▼

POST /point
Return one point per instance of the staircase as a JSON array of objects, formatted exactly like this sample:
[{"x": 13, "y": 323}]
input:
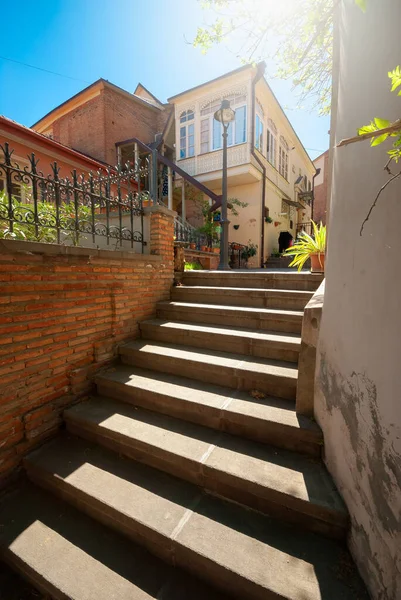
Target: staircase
[{"x": 189, "y": 475}]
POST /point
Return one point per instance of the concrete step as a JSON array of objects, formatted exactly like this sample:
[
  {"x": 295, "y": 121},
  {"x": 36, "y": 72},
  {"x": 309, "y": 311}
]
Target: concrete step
[
  {"x": 67, "y": 555},
  {"x": 232, "y": 296},
  {"x": 275, "y": 378},
  {"x": 264, "y": 344},
  {"x": 239, "y": 551},
  {"x": 287, "y": 280},
  {"x": 289, "y": 321},
  {"x": 268, "y": 420},
  {"x": 283, "y": 484}
]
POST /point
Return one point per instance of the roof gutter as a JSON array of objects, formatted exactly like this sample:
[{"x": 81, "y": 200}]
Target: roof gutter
[
  {"x": 259, "y": 74},
  {"x": 313, "y": 191}
]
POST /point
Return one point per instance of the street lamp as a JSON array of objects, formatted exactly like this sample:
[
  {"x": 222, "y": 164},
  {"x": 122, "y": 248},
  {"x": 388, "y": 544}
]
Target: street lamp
[{"x": 225, "y": 115}]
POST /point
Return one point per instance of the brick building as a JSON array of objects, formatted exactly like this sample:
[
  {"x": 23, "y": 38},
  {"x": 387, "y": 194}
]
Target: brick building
[
  {"x": 103, "y": 114},
  {"x": 321, "y": 188}
]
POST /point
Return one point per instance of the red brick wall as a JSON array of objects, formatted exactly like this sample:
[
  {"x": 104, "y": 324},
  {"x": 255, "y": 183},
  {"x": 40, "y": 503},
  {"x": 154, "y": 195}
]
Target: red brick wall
[
  {"x": 125, "y": 119},
  {"x": 63, "y": 313},
  {"x": 83, "y": 129},
  {"x": 94, "y": 127}
]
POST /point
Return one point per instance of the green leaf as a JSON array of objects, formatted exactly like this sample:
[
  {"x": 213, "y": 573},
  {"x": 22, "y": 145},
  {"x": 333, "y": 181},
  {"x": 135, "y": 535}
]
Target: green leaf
[
  {"x": 395, "y": 77},
  {"x": 379, "y": 140},
  {"x": 361, "y": 4},
  {"x": 367, "y": 129},
  {"x": 382, "y": 123}
]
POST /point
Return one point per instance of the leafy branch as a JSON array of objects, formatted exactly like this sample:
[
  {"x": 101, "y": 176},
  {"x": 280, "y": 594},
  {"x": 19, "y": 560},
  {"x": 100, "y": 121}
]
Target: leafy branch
[
  {"x": 379, "y": 130},
  {"x": 302, "y": 34}
]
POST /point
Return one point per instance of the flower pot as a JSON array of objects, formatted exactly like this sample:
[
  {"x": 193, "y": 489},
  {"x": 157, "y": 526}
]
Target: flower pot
[{"x": 317, "y": 262}]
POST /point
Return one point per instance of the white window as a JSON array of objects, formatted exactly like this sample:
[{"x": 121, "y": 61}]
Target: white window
[
  {"x": 271, "y": 142},
  {"x": 187, "y": 134},
  {"x": 212, "y": 130},
  {"x": 205, "y": 133},
  {"x": 283, "y": 158},
  {"x": 259, "y": 127}
]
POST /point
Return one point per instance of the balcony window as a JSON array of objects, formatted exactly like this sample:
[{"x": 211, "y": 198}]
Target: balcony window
[
  {"x": 283, "y": 158},
  {"x": 271, "y": 142},
  {"x": 187, "y": 134},
  {"x": 212, "y": 130}
]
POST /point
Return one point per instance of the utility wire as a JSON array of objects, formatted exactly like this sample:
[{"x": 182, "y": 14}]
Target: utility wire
[{"x": 44, "y": 70}]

▲

WHAT THE EXERCISE ASKS. Return only those lines of the records that contain the string "JSON".

RESPONSE.
Return one point per instance of the staircase as a JSON array of objects, formatted exactly like this sample:
Return one point per instance of the concrete step as a JSON array of objects, formatted exactly like this sample:
Return one point per instance of the roof gutter as a JSON array of objects, formatted exactly like this sample:
Return one point per instance of the street lamp as a JSON array of objects, formatted exactly like this sample:
Return one point per instance of the brick building as a JSON array of objects, formatted exactly like this sample:
Return one point per instance of the red brick wall as a JSON array of objects, formatted exactly like this sample:
Return one point per instance of the green leaf as a JSON array of objects, formatted exactly like this sample:
Return one point per instance of the leafy branch as a JSON array of objects, formatted exactly like this sample:
Return one point per instance of the flower pot as a JSON array of objects, formatted exactly like this sample:
Return one point per instance of the white window as a JSON array of objects, formatted exactly like this sample:
Return one point per instance of the balcony window as a JSON array of objects, formatted exactly like this sample:
Return one point per instance of the utility wire as a JSON array of objects, formatted exactly like this sample:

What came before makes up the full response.